◆ **Text to read**:
Archive for the ‘Cube Life’ Category

Cleaning Up Parsing Errors

Friday, October 24th, 2014

Unified Click

From time to time, I've been asked to add features to my data stream by groups, and one of these groups at The Shop deals with affiliates directing traffic - and hopefully sales - to the site. If so, they get paid, which is good for everyone. One of the things that's important about this is to accurately track who came from where, and all that. To that end, I've had to implement some rather complex if-then-else logic into the code to match what the existing attribution code is.

Well... it seems I probably made a mistake in being a little too inclusive with some of the data. I was including a URL in the data I'm being sent when I really didn't want to include the domain in that URL - just the parameters.

When this was pointed out, I realized that the instructions I'd received from the group about this feature were relatively vague, and after I really dug into what they were asking, and comparing the code, it was likely the case that I wanted the options, but not the domain in the URL.

Not at all clear, but hey... I can admit that I didn't get it right - easy fix.

Moving Sharded Redis Servers

Friday, October 24th, 2014

Redis Database

This morning I found that I really needed to move some of my shared redis servers. Due to the needed bandwidth, I've got eight redis servers on one 196GB RAM box, but this morning, I saw that the total RAM in use was over 170GB, and it was causing issues when redis tried to fork and save the data.

◆ **Information provided**:
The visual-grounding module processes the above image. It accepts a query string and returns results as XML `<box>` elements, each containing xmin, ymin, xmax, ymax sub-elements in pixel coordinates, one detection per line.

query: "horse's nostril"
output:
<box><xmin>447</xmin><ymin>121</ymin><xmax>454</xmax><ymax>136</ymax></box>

◆ **List of tasks**:
[A] From the blog archive on parsing errors and Redis servers, extract the part that opens with the words containing "Archive for the" and closes with "attribution code is.".
[B] Continue the blog archive on parsing errors and Redis servers from the point at which it stops.

◆ **Exercise results**:
[A]
Archive for the ‘Cube Life’ Category

Cleaning Up Parsing Errors

Friday, October 24th, 2014

Unified Click

From time to time, I've been asked to add features to my data stream by groups, and one of these groups at The Shop deals with affiliates directing traffic - and hopefully sales - to the site. If so, they get paid, which is good for everyone. One of the things that's important about this is to accurately track who came from where, and all that. To that end, I've had to implement some rather complex if-then-else logic into the code to match what the existing attribution code is.

[B]
This is what I love about redis and this sharding - I can simply shut things down, move the redis dump.rdb files, fire up the servers on the new machines, and everything will load back up and be ready to go. A simple change in the sharing logic to point to the new machine for those moved servers, and everything is back up and running. Very nice.

Yes, it's very manual as well, but sometimes, the costs of that manual configuration are really worth it. Today it paid off. Big.

How long is too long?

Thursday, October 23rd, 2014

cubeLifeView.gif

I'm in a group that I've tried to get moving for the last year. And when I say moving, I mean producing. Shipping. Delivering. I don't claim to know how hard it is to make really nice UI/UX systems, but it seems to me that it shouldn't take as long as it's been taking the current group I'm in. And I'm not alone in this thought.

I've talked to the two previous managers, and their managers, and their manager - and I'm wondering if I'm just being dense, or if I'm now being impatient? If I step back a bit, it's clear from those around me that the good talent from The Shop is leaving. Lots and lots of good talent is just walking out the door to join smaller companies, bigger companies, different markets - they are really just all over the place. But it's clear - there's a Brain Drain going on.

But maybe it's the natural progressing of things. Maybe they really valued something about the earlier days in The Shop, and they see it as an irreversible trend. If that's the case, then I'm being dense because all the evidence in front of me is saying that the quality of my work life, and therefore my life life, is going downhill - fast.

Yet I have to wonder... am I just looking for an excuse? Should I give this third manager more time? Maybe he really will turn it around like he says? Then again, what makes him special where the other two have tried and failed? Do I really think this guys is that much different? Does he have any more power or influence?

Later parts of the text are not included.